### Письменное задание 1
Перепишите без изменений строки записей ниже, начиная с самой первой записи и заканчивая строкой, где есть «Query: fish lip», включительно. Картинки в ответ не включайте.

### Фрагмент источника
1000 год. Когда началась глобализация — страница 25 из 63

Подобное мышление тяготеет к стереотипам, и сочинение Ибн Бутлана тому убедительное свидетельство. Автор в своих рассуждениях цитирует местную пословицу: «Доведись рабу из зинджей упасть с неба на землю, он все равно бы тряс телом, как под музыку».

В отличие от правовых систем Древнего Рима или американского Юга, исламское право предлагало рабам многочисленные способы освобождения. Мусульманские законоведы не оспаривали основных положений, но принципиально расходились в толковании частностей. Мусульманам разрешалось владеть как немусульманами, так и уже порабощенными мусульманами, но запрещалось порабощать свободных мусульман (хотя порой бывало и это).

Рабство являлось общепринятой практикой, однако мусульманские предводители уже со времен Мухаммада поощряли освобождение рабов. Исламские законы допускали сексуальные отношения хозяев с рабынями, но требовали от хозяев признавать потомство таких союзов как законных наследников. На смертном одре хозяину полагалось дать свободу матери своих детей, если он не сделал этого раньше. Вследствие всего перечисленного рабское население исламского мира нуждалось в постоянном пополнении. Вот почему мусульмане продолжали завозить рабов в таких количествах и так долго.

Тремя главными очагами поступления рабов в исламский мир были Африка, Восточная Европа и Центральная Азия. Не подлежит сомнению, что мужчины, женщины и дети, которых уводили из родных мест и продавали на ближневосточных рынках, больше всего страдали от глобализированной работорговли. Но и те, кому посчастливилось остаться дома, сталкивались с определенными последствиями увода соплеменников в рабство. Например, многие из тех, кто вступал в контакт с мусульманскими работорговцами, обратились в ислам, и это способствовало распространению ислама в Западной и Восточной Африке.

В Багдаде и по всему исламскому миру рабыни превосходили в численности рабов-мужчин, и неудивительно поэтому, что Ибн Бутлан уделял рабыням гораздо больше внимания, нежели рабам. Он удосужился обобщить их типажи по облику, запаху и способности к деторождению. Также он уточнял, какие группы больше подходят для временных браков. Это была своеобразная юридическая лазейка, позволявшая мужчинам-мусульманам жениться на женщинах легкого поведения, пусть всего на несколько часов, и разводиться, когда потребность в плотских утехах утолялась. Такое лицемерие было необходимостью, поскольку исламские законы одобряли сексуальные отношения только в браке – или между хозяином и рабыней.

### Письменное задание 2
Ответьте по отрывку о рабстве в исламском мире:
(а) Какие три главных очага поступления рабов в исламский мир называются в отрывке?
(б) Кому хозяин должен был дать свободу на смертном одре, если не сделал этого раньше?
(в) Кого в исламском мире было больше по численности: рабынь или рабов-мужчин?

### Исходные данные

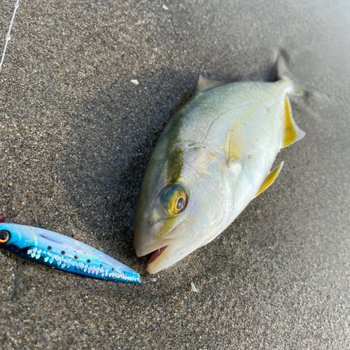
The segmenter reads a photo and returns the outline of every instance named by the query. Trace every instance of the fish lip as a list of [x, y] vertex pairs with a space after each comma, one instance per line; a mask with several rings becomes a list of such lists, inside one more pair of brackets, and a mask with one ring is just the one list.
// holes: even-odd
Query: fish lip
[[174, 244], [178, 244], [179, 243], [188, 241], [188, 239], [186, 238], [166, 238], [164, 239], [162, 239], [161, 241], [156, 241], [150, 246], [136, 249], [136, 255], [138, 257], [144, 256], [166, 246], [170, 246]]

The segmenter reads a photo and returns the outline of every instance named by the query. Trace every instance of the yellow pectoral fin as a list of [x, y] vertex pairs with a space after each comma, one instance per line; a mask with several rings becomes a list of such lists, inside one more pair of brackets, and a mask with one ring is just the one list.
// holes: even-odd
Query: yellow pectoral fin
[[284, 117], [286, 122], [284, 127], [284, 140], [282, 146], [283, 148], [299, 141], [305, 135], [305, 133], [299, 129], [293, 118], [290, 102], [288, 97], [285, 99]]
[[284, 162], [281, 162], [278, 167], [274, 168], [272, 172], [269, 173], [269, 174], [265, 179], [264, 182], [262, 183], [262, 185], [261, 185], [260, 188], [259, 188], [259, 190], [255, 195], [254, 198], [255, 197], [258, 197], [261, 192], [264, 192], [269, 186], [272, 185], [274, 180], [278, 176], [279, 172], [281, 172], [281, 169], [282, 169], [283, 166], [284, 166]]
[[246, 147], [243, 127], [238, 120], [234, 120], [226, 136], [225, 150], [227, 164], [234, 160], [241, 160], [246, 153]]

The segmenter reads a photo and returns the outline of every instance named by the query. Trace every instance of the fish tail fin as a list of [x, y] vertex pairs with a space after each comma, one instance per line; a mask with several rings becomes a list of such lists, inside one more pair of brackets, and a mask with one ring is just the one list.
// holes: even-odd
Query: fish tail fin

### Ответ задания 1
The segmenter reads a photo and returns the outline of every instance named by the query. Trace every instance of the fish lip as a list of [x, y] vertex pairs with a space after each comma, one instance per line; a mask with several rings becomes a list of such lists, inside one more pair of brackets, and a mask with one ring is just the one list.
// holes: even-odd
Query: fish lip

### Ответ задания 2
(а) Африка, Восточная Европа и Центральная Азия.
(б) Матери своих детей.
(в) Рабынь.